- _EXERCISE MATERIAL_
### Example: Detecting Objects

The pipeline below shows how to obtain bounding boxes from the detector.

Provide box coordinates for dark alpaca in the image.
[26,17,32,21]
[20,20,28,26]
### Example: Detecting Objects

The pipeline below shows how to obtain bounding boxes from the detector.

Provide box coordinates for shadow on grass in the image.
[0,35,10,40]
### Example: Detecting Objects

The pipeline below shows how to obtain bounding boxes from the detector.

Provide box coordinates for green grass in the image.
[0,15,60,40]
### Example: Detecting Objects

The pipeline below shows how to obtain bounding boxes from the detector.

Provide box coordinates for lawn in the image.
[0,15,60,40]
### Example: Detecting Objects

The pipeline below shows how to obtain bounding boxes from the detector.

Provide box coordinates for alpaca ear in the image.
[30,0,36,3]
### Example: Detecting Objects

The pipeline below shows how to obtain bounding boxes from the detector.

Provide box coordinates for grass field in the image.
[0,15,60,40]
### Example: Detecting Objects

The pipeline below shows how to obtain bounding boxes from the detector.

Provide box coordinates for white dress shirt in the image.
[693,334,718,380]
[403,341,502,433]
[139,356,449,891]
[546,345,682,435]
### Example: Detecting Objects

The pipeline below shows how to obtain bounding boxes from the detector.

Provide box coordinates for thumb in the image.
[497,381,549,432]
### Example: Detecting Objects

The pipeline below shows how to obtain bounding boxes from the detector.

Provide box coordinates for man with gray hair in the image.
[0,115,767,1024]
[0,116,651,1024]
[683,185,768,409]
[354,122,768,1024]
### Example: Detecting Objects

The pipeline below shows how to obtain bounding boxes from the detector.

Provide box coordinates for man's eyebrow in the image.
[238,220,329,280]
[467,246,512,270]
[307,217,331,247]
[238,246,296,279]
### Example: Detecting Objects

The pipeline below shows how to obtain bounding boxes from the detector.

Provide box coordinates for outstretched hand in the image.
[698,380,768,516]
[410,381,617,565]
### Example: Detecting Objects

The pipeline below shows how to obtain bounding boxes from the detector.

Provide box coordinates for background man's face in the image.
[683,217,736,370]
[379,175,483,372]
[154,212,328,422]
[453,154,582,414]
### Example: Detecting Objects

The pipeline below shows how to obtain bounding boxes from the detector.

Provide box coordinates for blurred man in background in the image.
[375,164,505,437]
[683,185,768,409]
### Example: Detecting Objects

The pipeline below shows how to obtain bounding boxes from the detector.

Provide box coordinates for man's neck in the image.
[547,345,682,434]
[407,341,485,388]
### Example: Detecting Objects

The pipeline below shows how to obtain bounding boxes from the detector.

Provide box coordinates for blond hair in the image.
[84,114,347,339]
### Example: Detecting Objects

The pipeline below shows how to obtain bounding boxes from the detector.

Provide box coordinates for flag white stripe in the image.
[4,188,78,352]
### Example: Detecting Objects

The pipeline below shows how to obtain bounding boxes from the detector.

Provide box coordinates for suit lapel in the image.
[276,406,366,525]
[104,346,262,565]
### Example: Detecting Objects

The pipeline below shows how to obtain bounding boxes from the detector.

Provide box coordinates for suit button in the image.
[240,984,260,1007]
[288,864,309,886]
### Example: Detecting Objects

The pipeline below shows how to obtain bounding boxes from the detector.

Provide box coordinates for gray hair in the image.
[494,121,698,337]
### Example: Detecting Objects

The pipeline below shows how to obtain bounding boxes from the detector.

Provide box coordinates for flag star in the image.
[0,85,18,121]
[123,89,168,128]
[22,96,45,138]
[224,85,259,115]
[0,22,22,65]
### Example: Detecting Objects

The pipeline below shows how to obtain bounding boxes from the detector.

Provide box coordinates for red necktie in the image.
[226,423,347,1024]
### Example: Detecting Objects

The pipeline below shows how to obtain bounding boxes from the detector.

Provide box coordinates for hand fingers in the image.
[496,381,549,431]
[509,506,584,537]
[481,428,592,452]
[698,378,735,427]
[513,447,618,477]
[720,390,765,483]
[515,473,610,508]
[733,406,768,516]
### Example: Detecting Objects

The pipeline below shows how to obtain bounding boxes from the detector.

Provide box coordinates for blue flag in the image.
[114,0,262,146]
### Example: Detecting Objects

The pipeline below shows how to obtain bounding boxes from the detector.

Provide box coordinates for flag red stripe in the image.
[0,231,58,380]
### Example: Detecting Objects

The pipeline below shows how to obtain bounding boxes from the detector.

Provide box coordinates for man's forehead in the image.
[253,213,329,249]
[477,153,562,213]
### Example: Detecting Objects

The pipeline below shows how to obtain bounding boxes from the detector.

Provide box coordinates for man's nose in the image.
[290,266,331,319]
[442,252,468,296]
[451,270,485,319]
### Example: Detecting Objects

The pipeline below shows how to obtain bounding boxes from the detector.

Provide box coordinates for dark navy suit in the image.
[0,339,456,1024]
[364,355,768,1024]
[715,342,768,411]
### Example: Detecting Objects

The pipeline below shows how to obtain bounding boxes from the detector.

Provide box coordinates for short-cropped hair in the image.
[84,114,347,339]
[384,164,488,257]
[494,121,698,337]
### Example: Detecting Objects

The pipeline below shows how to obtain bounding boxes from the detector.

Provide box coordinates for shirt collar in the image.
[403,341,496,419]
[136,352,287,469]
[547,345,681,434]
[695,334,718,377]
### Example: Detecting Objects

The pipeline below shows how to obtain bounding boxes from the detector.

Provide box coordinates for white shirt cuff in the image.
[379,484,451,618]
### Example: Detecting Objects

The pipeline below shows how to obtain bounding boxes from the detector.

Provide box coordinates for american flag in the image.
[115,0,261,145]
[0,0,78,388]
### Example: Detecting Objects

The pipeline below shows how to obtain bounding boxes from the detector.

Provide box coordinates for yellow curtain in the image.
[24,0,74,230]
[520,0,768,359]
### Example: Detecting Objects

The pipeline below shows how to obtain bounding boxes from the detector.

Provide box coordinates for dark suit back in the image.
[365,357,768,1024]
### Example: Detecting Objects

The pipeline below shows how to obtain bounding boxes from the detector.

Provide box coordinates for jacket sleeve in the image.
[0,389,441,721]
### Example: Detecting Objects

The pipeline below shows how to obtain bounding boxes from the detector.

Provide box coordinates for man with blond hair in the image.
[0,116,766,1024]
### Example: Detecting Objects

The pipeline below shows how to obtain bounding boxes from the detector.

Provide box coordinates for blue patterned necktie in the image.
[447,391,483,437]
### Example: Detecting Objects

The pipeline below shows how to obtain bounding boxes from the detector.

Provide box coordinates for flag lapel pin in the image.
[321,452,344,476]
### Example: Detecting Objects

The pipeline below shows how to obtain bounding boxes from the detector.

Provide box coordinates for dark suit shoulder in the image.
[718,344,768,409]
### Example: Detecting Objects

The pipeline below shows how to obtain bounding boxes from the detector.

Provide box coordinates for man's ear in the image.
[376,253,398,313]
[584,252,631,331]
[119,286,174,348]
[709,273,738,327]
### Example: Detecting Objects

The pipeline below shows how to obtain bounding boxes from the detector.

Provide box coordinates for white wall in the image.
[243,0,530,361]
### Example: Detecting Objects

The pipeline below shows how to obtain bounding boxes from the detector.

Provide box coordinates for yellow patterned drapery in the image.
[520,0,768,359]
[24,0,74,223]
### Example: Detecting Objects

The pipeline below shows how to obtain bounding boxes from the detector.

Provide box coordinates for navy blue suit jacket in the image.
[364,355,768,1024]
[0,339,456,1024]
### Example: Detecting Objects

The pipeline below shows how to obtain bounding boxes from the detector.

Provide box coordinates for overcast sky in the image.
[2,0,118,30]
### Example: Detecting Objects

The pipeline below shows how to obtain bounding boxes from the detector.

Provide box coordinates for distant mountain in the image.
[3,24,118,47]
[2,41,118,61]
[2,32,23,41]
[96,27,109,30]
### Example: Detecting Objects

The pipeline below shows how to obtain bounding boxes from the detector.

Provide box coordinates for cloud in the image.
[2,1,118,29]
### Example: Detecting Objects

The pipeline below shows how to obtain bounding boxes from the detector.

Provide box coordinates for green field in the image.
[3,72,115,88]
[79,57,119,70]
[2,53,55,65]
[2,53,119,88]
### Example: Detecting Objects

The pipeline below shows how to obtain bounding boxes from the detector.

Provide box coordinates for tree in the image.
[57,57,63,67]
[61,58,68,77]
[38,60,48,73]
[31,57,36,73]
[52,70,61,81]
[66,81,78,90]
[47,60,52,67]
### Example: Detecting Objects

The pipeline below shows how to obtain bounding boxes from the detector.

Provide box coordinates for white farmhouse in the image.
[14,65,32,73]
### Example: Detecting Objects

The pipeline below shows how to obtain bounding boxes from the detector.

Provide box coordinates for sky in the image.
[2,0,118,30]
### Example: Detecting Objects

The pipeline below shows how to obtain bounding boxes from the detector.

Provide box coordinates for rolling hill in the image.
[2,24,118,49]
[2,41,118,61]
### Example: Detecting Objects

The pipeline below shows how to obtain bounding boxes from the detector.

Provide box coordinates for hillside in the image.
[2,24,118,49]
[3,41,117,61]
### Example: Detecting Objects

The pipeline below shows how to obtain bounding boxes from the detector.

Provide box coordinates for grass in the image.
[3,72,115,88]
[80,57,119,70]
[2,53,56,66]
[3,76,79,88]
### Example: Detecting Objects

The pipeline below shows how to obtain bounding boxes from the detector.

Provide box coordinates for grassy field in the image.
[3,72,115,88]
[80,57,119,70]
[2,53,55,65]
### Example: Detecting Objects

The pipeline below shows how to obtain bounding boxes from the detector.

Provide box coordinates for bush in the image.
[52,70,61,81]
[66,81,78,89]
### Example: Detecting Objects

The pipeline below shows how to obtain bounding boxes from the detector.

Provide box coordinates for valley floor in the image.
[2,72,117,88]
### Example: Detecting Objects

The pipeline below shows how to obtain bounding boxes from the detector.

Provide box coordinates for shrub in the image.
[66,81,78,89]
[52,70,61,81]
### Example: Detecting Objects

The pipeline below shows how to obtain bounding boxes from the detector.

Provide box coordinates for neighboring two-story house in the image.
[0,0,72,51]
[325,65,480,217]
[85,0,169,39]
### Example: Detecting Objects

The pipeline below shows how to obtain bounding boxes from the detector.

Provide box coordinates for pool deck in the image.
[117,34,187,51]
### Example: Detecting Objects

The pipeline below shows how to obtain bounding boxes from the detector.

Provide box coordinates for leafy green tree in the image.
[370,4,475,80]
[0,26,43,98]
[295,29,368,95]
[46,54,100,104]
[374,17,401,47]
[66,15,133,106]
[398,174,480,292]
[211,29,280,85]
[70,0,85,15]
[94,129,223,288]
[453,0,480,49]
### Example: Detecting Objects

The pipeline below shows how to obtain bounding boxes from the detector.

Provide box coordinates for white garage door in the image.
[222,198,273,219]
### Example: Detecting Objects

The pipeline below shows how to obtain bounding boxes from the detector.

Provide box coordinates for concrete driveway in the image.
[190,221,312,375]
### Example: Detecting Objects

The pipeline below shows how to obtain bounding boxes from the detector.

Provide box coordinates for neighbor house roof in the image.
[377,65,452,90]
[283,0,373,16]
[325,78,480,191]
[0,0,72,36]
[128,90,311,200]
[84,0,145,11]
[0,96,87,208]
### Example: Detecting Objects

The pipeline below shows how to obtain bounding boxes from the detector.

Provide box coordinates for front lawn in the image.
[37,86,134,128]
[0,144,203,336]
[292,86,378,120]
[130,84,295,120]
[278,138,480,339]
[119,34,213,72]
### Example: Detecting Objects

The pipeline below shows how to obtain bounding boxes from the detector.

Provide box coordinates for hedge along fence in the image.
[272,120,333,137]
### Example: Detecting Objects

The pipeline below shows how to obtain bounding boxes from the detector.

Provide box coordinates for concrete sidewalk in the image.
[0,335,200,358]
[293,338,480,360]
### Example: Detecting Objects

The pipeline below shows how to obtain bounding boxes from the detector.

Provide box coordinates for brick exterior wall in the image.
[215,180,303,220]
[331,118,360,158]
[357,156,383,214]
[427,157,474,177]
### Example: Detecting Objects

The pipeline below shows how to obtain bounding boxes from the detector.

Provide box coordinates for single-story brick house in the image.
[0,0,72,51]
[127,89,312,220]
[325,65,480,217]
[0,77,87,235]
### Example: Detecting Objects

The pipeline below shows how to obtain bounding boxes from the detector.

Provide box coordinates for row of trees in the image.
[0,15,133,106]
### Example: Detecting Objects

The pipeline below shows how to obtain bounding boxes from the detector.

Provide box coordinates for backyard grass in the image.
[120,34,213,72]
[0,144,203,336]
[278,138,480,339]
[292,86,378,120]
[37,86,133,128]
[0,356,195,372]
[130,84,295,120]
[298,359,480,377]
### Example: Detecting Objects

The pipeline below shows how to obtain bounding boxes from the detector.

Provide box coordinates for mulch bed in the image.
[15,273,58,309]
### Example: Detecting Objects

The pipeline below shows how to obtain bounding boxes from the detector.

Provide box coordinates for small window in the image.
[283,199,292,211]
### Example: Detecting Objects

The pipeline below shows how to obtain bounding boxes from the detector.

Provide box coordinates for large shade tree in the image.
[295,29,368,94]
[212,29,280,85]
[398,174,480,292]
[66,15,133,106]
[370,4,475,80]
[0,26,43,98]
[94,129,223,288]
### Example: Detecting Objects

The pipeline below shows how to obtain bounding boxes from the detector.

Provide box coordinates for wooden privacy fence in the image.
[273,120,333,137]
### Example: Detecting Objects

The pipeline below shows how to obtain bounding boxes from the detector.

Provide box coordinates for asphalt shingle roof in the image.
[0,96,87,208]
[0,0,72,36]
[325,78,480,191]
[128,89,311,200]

- _WRITTEN REQUEST_
Can you write out the material above word for word, from its very first line through the line containing "[410,381,617,565]", including both of those lines?

- _FULL RESPONSE_
### Example: Detecting Objects

The pipeline below shows how to obtain bounding boxes from the detector.

Provide box coordinates for dark alpaca in the image.
[26,17,32,21]
[20,20,28,26]
### Example: Detecting Objects

The pipeline below shows how to obtain bounding boxes from the detector.

Provide box coordinates for shadow on grass in the image.
[0,35,10,40]
### Example: Detecting Objects

The pipeline below shows how to obtain bounding boxes from the detector.

Provide box coordinates for green grass in the image.
[0,15,60,40]
### Example: Detecting Objects

The pipeline below shows how to obtain bounding boxes from the detector.

Provide box coordinates for lawn in the image.
[0,15,60,40]
### Example: Detecting Objects

The pipeline below shows how to obtain bounding boxes from the detector.

Provide box coordinates for alpaca ear in the image.
[30,0,36,3]
### Example: Detecting Objects

The pipeline below shows how to obtain bounding boxes from the detector.

Provide box coordinates for grass field in the image.
[0,15,60,40]
### Example: Detecting Objects

The pipeline below shows how to obtain bounding boxes from the detector.

Provide box coordinates for white dress shirt in the image.
[693,334,718,380]
[403,341,502,433]
[139,356,449,891]
[546,345,682,435]
### Example: Detecting Objects

The pipeline below shows how to obtain bounding boxes from the detector.

Provide box coordinates for thumb in the image.
[497,381,549,432]
### Example: Detecting Objects

The pipeline below shows how to obtain bounding boxes from the detector.

Provide box coordinates for man with gray hair in the image.
[0,115,767,1024]
[0,116,651,1024]
[683,185,768,409]
[354,122,768,1024]
### Example: Detecting Objects

The pipeline below shows how to obtain bounding boxes from the detector.

Provide box coordinates for man's eyebrow in the image.
[238,220,329,280]
[467,246,512,270]
[307,217,331,247]
[238,246,296,279]
### Example: Detecting Objects

The pipeline below shows how to obtain bounding boxes from the detector.

Provide box coordinates for outstretched hand in the image.
[698,380,768,516]
[410,381,617,565]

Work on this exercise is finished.